◆ GIVEN INSTRUCTION
Copy out exactly each line from the line with "A point marks every instance of the lavender" through the last line of the material below.

◆ GIVEN DATA

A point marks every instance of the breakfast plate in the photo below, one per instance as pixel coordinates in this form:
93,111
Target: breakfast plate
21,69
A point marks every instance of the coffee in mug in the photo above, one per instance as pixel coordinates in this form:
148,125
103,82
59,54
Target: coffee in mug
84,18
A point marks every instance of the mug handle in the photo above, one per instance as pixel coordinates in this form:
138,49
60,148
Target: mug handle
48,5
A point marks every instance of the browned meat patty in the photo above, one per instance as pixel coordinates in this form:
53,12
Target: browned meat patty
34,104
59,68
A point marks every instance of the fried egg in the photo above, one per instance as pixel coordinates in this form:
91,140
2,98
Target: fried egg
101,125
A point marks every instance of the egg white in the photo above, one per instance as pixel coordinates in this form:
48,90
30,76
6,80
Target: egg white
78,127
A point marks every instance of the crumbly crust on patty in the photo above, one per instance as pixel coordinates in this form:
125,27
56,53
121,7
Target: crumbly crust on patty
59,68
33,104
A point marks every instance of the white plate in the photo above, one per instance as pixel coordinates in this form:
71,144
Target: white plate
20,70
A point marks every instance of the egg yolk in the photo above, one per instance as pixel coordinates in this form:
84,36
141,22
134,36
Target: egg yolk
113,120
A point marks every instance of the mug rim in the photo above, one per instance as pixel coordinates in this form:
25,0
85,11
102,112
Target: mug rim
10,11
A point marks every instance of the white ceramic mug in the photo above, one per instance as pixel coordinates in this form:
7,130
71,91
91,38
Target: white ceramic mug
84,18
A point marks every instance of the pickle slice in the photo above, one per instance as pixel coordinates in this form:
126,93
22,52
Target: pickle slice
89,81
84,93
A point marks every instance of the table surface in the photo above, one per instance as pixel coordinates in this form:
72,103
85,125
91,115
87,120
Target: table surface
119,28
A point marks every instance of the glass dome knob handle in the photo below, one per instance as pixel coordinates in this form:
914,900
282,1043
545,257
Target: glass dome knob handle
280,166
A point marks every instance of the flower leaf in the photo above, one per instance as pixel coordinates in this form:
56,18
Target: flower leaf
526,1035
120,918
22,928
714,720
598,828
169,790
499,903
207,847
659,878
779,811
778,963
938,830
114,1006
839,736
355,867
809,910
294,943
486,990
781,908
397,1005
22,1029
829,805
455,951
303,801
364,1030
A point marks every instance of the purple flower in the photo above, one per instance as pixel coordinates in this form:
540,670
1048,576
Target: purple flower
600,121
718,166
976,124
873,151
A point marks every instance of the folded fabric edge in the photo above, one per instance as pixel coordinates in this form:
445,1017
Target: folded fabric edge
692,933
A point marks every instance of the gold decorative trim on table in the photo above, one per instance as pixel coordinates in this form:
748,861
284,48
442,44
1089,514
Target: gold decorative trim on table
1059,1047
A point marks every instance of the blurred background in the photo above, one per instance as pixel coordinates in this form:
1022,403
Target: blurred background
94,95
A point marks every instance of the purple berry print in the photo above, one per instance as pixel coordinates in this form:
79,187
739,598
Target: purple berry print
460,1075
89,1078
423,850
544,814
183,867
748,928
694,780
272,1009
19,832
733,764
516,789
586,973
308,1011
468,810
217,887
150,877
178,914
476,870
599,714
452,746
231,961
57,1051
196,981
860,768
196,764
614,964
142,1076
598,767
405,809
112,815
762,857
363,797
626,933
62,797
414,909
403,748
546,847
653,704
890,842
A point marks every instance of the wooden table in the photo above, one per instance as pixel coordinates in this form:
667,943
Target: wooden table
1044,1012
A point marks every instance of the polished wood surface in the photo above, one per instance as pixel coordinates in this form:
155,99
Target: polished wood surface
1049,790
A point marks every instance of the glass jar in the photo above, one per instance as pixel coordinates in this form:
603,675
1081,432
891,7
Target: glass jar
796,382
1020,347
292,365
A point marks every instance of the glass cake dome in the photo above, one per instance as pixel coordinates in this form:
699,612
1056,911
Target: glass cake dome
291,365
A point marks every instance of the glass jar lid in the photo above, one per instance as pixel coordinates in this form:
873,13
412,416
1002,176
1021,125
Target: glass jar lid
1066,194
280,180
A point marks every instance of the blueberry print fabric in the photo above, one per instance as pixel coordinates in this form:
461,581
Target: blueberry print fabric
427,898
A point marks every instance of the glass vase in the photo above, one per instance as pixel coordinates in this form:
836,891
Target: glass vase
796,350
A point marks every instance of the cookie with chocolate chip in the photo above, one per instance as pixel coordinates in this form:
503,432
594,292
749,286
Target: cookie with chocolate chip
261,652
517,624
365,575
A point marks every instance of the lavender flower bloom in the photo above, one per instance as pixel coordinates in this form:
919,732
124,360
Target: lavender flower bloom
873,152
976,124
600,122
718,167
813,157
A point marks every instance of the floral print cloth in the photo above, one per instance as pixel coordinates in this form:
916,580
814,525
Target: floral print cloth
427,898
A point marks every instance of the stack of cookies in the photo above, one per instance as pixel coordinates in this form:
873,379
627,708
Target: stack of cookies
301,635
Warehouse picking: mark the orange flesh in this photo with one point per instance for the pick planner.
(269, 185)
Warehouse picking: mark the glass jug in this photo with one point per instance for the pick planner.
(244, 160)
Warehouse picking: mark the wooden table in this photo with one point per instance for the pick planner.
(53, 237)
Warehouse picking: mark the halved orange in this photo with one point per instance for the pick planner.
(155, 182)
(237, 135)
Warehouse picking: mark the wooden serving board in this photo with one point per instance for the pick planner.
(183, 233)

◆ COMPLETE ANSWER
A point marks every instance of the lavender flower bloom in the photo above, one per instance as pixel coordinates in this form:
919,732
124,360
Target: lavender flower bloom
873,152
976,124
600,122
718,167
813,157
A point marks every instance of the floral print cloth in the photo above, one per instance as pixel coordinates in this form:
916,580
814,525
Target: floral print cloth
427,898
A point marks every instance of the stack of cookies in the photo above, one per instance as pixel coordinates in this form:
873,379
627,708
Target: stack of cookies
301,635
Warehouse picking: mark the orange flesh in this photo with one point per instance for the pick planner.
(269, 185)
Warehouse picking: mark the glass jug in this photo with one point per instance for the pick planner.
(244, 160)
Warehouse picking: mark the wooden table in this photo with one point per instance for the pick planner.
(53, 237)
Warehouse picking: mark the halved orange in this photo with one point per instance for the pick planner.
(155, 182)
(237, 135)
Warehouse picking: mark the wooden serving board in this photo with one point per instance for the pick planner.
(183, 233)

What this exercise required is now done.